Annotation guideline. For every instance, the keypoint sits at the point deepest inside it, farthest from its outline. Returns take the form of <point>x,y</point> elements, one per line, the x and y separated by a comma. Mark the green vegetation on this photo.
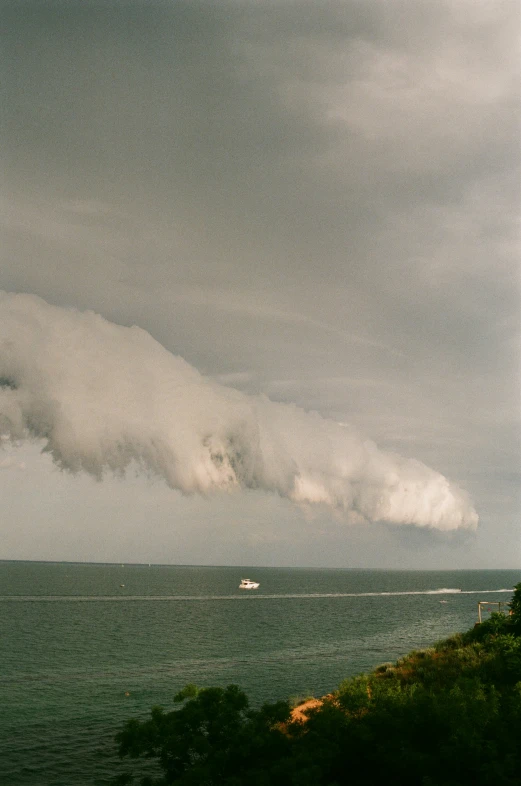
<point>446,716</point>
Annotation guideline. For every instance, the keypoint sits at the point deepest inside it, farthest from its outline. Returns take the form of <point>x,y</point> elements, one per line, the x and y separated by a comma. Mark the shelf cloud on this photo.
<point>103,397</point>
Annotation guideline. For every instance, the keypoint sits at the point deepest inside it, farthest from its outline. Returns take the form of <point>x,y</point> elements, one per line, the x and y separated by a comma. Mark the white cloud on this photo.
<point>102,396</point>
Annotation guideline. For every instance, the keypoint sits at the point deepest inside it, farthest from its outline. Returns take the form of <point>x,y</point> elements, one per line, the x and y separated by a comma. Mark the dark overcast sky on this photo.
<point>316,201</point>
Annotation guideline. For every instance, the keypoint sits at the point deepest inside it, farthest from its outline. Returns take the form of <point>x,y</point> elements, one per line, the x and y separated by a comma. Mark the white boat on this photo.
<point>248,584</point>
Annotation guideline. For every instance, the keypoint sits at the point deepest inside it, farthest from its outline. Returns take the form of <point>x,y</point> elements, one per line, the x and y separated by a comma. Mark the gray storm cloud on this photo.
<point>102,396</point>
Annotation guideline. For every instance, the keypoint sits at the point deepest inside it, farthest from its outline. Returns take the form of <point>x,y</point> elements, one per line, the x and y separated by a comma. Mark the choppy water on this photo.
<point>84,647</point>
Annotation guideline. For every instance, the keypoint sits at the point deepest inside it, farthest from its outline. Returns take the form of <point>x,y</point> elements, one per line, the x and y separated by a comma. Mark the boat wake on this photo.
<point>289,596</point>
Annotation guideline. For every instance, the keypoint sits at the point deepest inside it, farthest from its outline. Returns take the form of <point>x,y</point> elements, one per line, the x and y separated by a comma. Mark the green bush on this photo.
<point>446,716</point>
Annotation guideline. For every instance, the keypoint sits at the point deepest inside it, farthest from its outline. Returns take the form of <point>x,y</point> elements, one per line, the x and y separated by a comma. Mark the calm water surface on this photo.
<point>77,638</point>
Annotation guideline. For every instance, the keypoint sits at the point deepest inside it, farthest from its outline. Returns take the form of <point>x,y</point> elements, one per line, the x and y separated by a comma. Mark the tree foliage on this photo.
<point>447,716</point>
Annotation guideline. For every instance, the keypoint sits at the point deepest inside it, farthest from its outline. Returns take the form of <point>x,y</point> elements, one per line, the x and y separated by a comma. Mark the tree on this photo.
<point>211,739</point>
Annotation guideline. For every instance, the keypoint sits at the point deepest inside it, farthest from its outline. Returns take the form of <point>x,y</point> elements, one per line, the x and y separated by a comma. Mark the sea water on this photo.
<point>84,647</point>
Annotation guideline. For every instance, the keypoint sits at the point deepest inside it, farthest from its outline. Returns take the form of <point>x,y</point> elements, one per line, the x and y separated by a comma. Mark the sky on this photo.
<point>259,282</point>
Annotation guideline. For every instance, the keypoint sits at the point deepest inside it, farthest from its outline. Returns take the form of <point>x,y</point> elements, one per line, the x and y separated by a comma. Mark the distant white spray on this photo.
<point>102,396</point>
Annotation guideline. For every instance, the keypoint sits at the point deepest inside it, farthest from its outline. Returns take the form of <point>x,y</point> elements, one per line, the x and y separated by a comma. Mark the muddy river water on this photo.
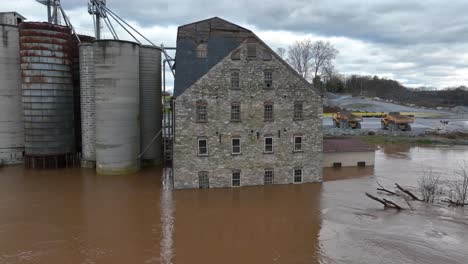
<point>74,216</point>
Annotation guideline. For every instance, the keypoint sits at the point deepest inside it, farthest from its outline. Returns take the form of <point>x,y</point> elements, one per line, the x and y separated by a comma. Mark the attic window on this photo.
<point>266,56</point>
<point>251,50</point>
<point>235,55</point>
<point>202,50</point>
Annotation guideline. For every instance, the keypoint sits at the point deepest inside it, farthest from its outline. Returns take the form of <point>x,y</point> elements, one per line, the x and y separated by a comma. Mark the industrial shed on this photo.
<point>347,152</point>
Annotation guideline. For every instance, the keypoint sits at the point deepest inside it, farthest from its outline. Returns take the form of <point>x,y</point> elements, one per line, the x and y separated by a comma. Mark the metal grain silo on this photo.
<point>11,111</point>
<point>150,103</point>
<point>47,94</point>
<point>116,67</point>
<point>87,98</point>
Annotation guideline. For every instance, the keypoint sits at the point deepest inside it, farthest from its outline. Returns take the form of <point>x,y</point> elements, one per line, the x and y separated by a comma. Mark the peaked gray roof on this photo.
<point>221,36</point>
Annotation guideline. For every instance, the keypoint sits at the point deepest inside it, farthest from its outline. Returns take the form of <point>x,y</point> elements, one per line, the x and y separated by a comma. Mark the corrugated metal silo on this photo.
<point>117,107</point>
<point>87,95</point>
<point>11,112</point>
<point>150,103</point>
<point>47,93</point>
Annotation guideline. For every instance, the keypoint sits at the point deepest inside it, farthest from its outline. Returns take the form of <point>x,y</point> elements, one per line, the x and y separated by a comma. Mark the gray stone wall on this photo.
<point>215,89</point>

INSTRUCTIONS TO FOLLOW:
Rewrite every line of the records above as a numbered list, skipping blank lines and leaving out the pictures.

ANSWER TO THIS TASK:
1. Annotation guideline. For every instance, the keypoint sits at the point deepest inside it, farthest from its outline. Returns take the form of <point>x,y</point> elements, one per line, the x and y separated by a comma. Mark the green vegetation on this photo.
2. <point>446,716</point>
3. Annotation guideline. For every instance, the keypoint sits at the point deepest inside it, farthest from its outline. Returns take the form of <point>x,y</point> elements, one per line, the x and y separated by a comma. Mark the shelf cloud on this photo.
4. <point>103,397</point>
5. Annotation guideline. For every instance, the keypoint sits at the point deepest inside it, farthest from its outline. Returns take the form of <point>x,y</point> elements, one per line, the x and y separated by a comma. Mark the white cloud on this photo.
6. <point>102,396</point>
7. Annotation guideline. For every instance, the keypoint sits at the point deepest inside it, farthest from its outline. Returns take the form of <point>x,y</point> elements, one per line, the x and y separated by a comma. Mark the dark overcast sky on this photo.
8. <point>316,201</point>
9. Annotation guideline. For every instance, the keypoint sits at the point deepest inside it, farthest from its outline. Returns take the form of <point>x,y</point> elements, one per line, the x and y separated by a comma. Mark the white boat on this photo.
10. <point>248,584</point>
11. Annotation guideline. For every instance, the keypoint sits at the point deepest inside it, farthest from its outline. Returns take the form of <point>x,y</point> elements, one per line, the x and y separated by a comma. Mark the gray storm cloud on this photo.
12. <point>102,396</point>
13. Annotation guideline. For every instance, the keypoint sits at the point deepest inside it, farthest from its outline. Returns take the form of <point>x,y</point> elements, one per line, the x and y separated by a comma. Mark the choppy water on this photo.
14. <point>84,647</point>
15. Annotation guideline. For every instance, the keypoint sits at the point deepest inside it, farthest from its outline. Returns take the form of <point>x,y</point> elements, one per line, the x and y separated by a comma. Mark the boat wake on this photo.
16. <point>289,596</point>
17. Annotation guideline. For every instance, the keypoint sits at the point deepest inside it, farthest from its outline. Returns take the form of <point>x,y</point> elements, one per line, the x and y separated by a comma. Mark the green bush on this photo.
18. <point>446,716</point>
19. Annotation guideline. For every instance, the keypoint sits at the point deepest inside it, farthest from its outline. Returns take the form of <point>x,y</point> elements, one per line, the x and y separated by a comma. Mark the calm water surface on this photo.
20. <point>77,638</point>
21. Annotation guideline. For every instance, the keypoint sits at the point deepest inside it, farthest from its outline. Returns take the form of <point>x,y</point> elements, one per line, the x and y separated by a comma. Mark the tree foliage on this photo.
22. <point>447,716</point>
23. Annotation guideline. For every instance, the keypoint sits at the point deepest inside it, farthest from its outline. Returns take the form of <point>x,y</point> elements, one per line, the x and y separated by a comma. Mark the tree on this photo.
24. <point>211,739</point>
25. Annotation guideline. For every instance, the keypoint sits at the point deepest inside it, farthest from its outline. Returns take the form of <point>x,y</point> elements, one per line, the x and y separated by a comma. Mark the sea water on this photo.
26. <point>84,647</point>
27. Annotation guideline. For every instance, the keypoint sits at the point deepest inside it, farthest from its outline. Returns take the form of <point>x,y</point> elements, one per line, the x and y separated by a comma. Mark the sky on this photo.
28. <point>259,282</point>
29. Annotation guideline. For every instance, the keypoint sits at the point deepest inside it, farthest from its outline. Returns take the form of <point>x,y</point> elements, one per line, the x and y separated by a comma. Mark the distant white spray on this photo.
30. <point>102,396</point>
31. Annotation guideline. For every instance, the keypoint sits at the point deepest inside it, farthest from its outline. Returns take the form of <point>x,y</point> elements, one per line, the x and y separated by a comma. Mark the muddy river water on this photo.
32. <point>74,216</point>
33. Annotation guideline. For every instance, the keypoint sits at the point deepest inside it, farthest from its outline. Returns take the form of <point>x,y</point> elements, one per line, the x and y separated by a comma. Mark the attic window on this photo.
34. <point>266,56</point>
35. <point>251,50</point>
36. <point>235,55</point>
37. <point>202,50</point>
38. Annotation guideline. For every instance, the keypoint sits at the point deepest inside it, farthest from its outline. Returns take the form of <point>x,y</point> elements, one per line, the x and y separated by a comma. Mark the industrial shed on this photo.
39. <point>347,152</point>
40. Annotation guideline. For every instance, the keypoint sits at the point deepest inside it, farthest from its outline. Returns take the form of <point>x,y</point> elements, one per line, the x and y separated by a comma. Mark the metal grain silo on this photo.
41. <point>11,111</point>
42. <point>150,103</point>
43. <point>47,94</point>
44. <point>116,67</point>
45. <point>87,98</point>
46. Annotation guideline. For every instance, the keypoint sits at the point deepest inside it, farthest from its outline. Returns take the form of <point>x,y</point> elements, one per line, the x and y separated by a comma. Mark the peaked gray roof on this photo.
47. <point>221,36</point>
48. Annotation guideline. For every instance, the keypoint sits at the point deepest inside it, farthest from its outline. Returns take the form of <point>x,y</point> elements, one per line, the x and y separated by a comma. Mark the corrugated metal silo on this photo.
49. <point>117,107</point>
50. <point>87,95</point>
51. <point>11,112</point>
52. <point>150,103</point>
53. <point>47,93</point>
54. Annotation guideline. For every instance, the keypoint sits at the point deepest inside it, farthest from its outline. Returns take the form of <point>x,y</point> elements, one per line, the x and y separated by a comma. Mark the gray stone wall on this photo.
55. <point>215,89</point>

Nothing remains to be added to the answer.